Text excerpt ▸
*****
Congress came within sight of the so-called "fiscal cliff" and blinked as the New Year dawned. The Senate overwhelmingly approved legislation that averted a tax hike for millions of middle-class Americans and the House grudgingly followed suit.
The good news is that Democrats and Republicans apparently can compromise when their backs are pushed to the wall. The bad news is that many of the fiscal challenges confronting Congress haven't been resolved at all, but merely kicked down the road, which appears to be Washington's preferred option in dealing with serious problems.
While President Barack Obama and the Democrats can say they delivered on their promise to maintain a tax break for the middle class -- although it is difficult, by any standard, to describe someone earning $450,000 per year as middle class -- and Republicans can be spared the political fallout that would have resulted had tax rates increased across the board, much was left undone. The massive cuts in spending for defense and domestic programs that would have been triggered automatically have merely been deferred for two months and the federal debt ceiling again looms as a potential crisis.
Nothing has been done to make any significant reductions to the deficit. According to the Congressional Budget Office, the legislation will add nearly $4 trillion to federal deficits over the next decade compared with what would have happened had all the tax cuts expired.
The "compromise" reached by Congress will boost tax rates for the wealthiest of Americans from 35 percent to 39.6 percent; taxes also will increase on income from dividends, capital gains and inheritance. While that apparently signals an end to the "no new taxes" mantra that has been gospel for most politicians for more than a decade, there appears to be little resolve to tackle overall spending, despite political lip service to debt reduction. As David Brooks of the New York Times put it, "Many voters have decided they like spending a lot on themselves and pushing costs onto their children and grandchildren."
We put the cost of two wars on a national credit card, and the bill is coming due 10 years after our involvement in Afghanistan and Iraq began. Entitlement spending continues to spiral, but Social Security and Medicare remain the political third rail -- untouchable at high risk of political peril. Defense spending also remains a sacred cow, despite the fact that a serious case could be made for a reduction in military spending as our wartime footing diminishes. While many in Washington talk about the need for cutting the budget, precious few have the will to follow through on it.
*****
Dataset section ▸

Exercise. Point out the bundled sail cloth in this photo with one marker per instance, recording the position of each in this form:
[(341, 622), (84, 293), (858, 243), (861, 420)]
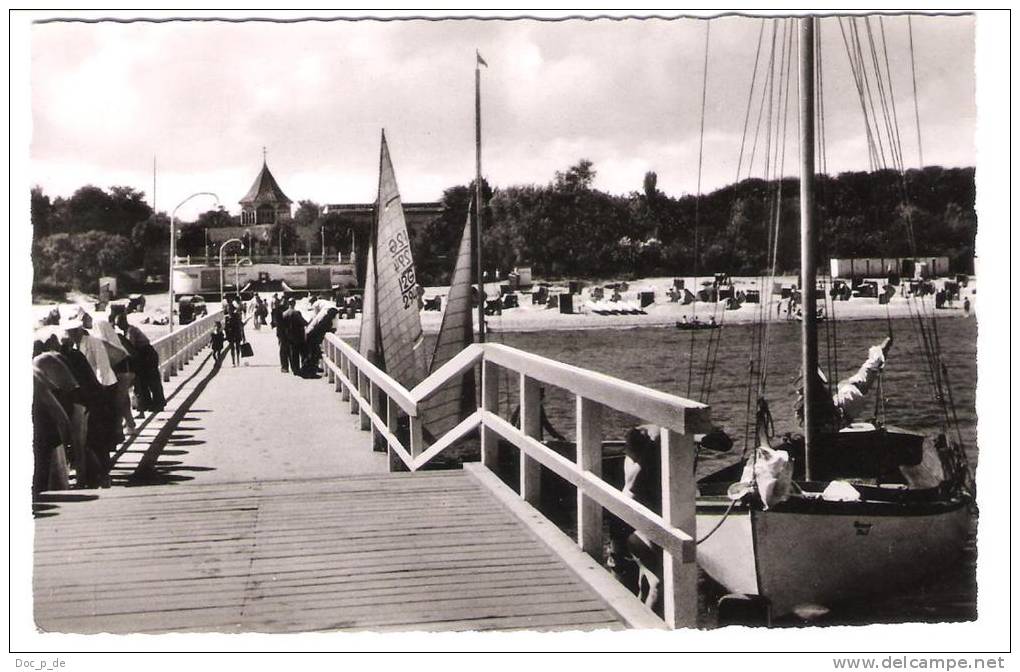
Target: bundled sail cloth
[(455, 400)]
*****
Problem details ▸ In the fiscal cliff editorial, what will happen to the tax rate for the wealthiest Americans under the compromise Congress reached?

Response ▸ It will rise from 35 percent to 39.6 percent.